- _PROBLEM REQUIREMENTS_
Tally how many lines in the items below contain the string "hedge", treating uppercase and lowercase as different. Reply with the number alone.

# start of RECORDS FOR THIS TASK

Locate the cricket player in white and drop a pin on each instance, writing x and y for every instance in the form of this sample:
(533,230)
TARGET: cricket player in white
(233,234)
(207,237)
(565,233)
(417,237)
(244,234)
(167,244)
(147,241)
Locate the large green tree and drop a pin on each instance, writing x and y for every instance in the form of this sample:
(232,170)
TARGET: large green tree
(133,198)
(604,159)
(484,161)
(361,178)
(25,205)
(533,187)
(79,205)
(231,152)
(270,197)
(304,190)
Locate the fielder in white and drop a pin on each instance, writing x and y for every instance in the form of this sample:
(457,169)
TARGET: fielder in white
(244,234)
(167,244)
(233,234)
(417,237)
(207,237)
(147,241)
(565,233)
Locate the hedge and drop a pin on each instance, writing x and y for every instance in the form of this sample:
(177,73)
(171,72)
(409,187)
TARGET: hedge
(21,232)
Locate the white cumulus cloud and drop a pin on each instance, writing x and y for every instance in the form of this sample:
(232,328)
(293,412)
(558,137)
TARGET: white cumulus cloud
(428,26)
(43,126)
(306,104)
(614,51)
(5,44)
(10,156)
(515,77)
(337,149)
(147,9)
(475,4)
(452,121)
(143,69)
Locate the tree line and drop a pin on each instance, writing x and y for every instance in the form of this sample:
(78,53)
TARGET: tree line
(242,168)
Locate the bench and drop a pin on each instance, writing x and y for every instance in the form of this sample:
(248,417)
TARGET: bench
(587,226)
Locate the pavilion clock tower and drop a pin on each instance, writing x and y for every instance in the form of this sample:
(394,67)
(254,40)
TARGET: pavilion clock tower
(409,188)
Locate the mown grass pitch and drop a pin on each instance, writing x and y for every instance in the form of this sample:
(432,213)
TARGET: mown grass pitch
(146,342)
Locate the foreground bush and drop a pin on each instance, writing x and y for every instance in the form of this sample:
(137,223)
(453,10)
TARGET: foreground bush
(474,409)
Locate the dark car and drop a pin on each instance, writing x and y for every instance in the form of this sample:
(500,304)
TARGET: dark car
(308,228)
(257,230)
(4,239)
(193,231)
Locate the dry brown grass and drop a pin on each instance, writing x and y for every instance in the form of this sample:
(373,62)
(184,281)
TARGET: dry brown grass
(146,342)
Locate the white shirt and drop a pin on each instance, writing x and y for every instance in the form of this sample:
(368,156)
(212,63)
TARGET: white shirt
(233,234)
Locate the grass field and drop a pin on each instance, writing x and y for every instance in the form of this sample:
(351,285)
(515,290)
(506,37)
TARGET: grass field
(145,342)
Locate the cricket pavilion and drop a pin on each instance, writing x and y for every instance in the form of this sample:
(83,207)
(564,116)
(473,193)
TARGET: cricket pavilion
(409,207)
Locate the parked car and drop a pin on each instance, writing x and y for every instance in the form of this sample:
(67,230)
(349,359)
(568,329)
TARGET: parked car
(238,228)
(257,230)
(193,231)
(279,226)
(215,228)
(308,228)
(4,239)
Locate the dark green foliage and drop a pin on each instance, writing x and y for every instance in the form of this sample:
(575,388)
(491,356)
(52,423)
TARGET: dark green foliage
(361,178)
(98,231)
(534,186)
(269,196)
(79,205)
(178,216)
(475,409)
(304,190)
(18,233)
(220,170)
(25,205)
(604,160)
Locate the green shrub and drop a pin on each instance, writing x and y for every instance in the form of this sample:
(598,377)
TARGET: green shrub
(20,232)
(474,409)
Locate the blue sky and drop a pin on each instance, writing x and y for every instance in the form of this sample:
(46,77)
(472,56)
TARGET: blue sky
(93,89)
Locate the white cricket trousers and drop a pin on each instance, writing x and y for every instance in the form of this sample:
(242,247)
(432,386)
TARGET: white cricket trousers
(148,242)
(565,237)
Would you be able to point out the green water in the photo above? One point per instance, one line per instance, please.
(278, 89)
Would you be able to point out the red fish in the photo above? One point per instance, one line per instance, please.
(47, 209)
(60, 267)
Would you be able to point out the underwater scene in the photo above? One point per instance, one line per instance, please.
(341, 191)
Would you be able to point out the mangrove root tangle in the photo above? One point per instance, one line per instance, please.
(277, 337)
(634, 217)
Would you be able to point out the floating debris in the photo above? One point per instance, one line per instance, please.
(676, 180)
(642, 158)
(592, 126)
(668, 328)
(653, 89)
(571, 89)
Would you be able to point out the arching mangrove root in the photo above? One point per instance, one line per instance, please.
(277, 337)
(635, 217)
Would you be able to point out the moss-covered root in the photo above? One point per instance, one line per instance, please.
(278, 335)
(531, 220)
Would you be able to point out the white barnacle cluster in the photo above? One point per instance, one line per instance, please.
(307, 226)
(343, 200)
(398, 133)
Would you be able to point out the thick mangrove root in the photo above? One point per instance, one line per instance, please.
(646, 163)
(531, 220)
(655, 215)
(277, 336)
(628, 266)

# end of RECORDS FOR THIS TASK
# start of RECORDS FOR THIS TASK

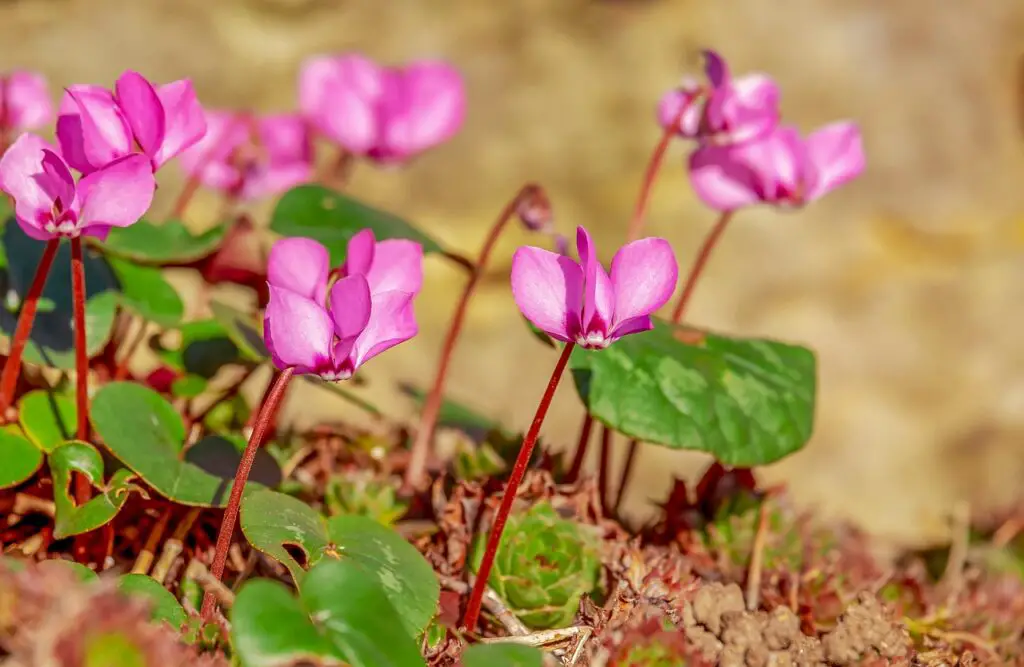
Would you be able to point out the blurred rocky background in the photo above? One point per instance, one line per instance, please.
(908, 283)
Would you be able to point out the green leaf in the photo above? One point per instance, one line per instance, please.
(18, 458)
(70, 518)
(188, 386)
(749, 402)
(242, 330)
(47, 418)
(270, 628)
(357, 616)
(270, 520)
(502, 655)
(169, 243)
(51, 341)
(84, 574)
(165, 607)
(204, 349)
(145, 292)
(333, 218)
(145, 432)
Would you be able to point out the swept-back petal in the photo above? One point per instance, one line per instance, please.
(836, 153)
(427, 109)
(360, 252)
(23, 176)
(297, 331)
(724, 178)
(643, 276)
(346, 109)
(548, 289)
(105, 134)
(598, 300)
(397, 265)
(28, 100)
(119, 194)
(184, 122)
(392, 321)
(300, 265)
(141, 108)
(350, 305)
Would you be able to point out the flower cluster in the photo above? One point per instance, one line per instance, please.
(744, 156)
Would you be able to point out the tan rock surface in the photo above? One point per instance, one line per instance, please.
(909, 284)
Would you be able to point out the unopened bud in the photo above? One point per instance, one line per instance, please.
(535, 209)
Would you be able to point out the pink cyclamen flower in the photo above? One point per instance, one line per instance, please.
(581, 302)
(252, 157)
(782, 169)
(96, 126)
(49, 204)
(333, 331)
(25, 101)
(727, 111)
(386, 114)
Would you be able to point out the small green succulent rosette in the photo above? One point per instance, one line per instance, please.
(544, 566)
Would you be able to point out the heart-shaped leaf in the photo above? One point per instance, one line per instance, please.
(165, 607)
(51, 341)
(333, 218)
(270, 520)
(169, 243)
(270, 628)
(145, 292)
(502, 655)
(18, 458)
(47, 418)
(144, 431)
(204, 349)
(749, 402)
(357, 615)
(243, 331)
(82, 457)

# end of RECORDS FOR THIS TASK
# start of RECORDS FOR THIS TASK

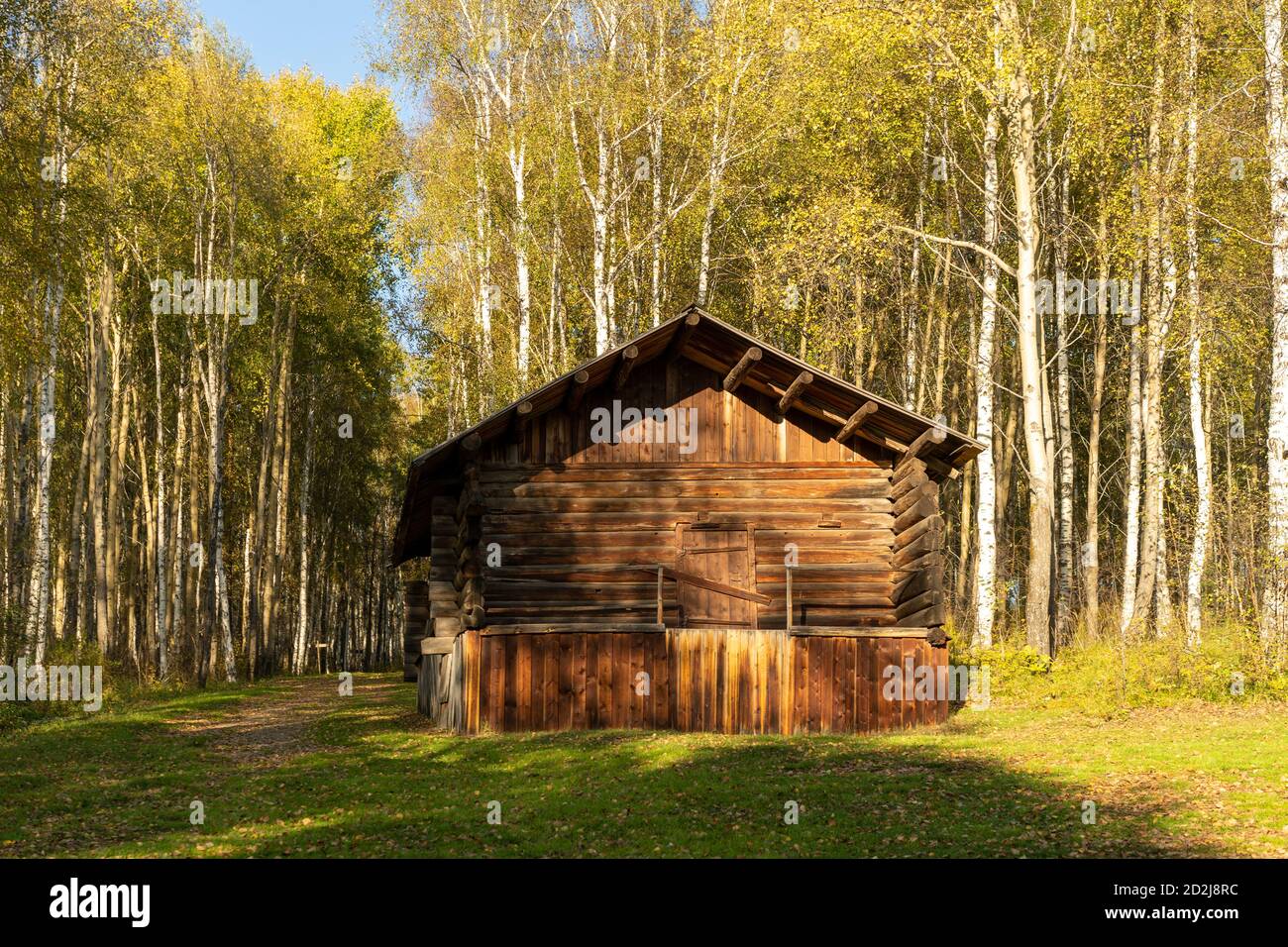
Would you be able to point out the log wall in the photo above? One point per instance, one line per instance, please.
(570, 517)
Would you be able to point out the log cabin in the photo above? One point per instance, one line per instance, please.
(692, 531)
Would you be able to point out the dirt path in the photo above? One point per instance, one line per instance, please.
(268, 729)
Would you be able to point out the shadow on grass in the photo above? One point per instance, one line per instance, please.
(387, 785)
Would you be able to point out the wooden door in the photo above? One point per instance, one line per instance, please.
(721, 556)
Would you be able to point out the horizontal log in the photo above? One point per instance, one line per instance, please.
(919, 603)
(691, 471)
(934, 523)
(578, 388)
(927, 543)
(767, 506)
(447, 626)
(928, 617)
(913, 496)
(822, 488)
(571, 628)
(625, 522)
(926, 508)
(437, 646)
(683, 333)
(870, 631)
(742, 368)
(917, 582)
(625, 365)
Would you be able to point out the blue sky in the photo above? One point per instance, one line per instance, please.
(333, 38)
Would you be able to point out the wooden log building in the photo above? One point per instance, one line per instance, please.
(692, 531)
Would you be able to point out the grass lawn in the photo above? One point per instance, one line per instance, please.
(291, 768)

# end of RECORDS FOR THIS TASK

- _RESULT BELOW_
2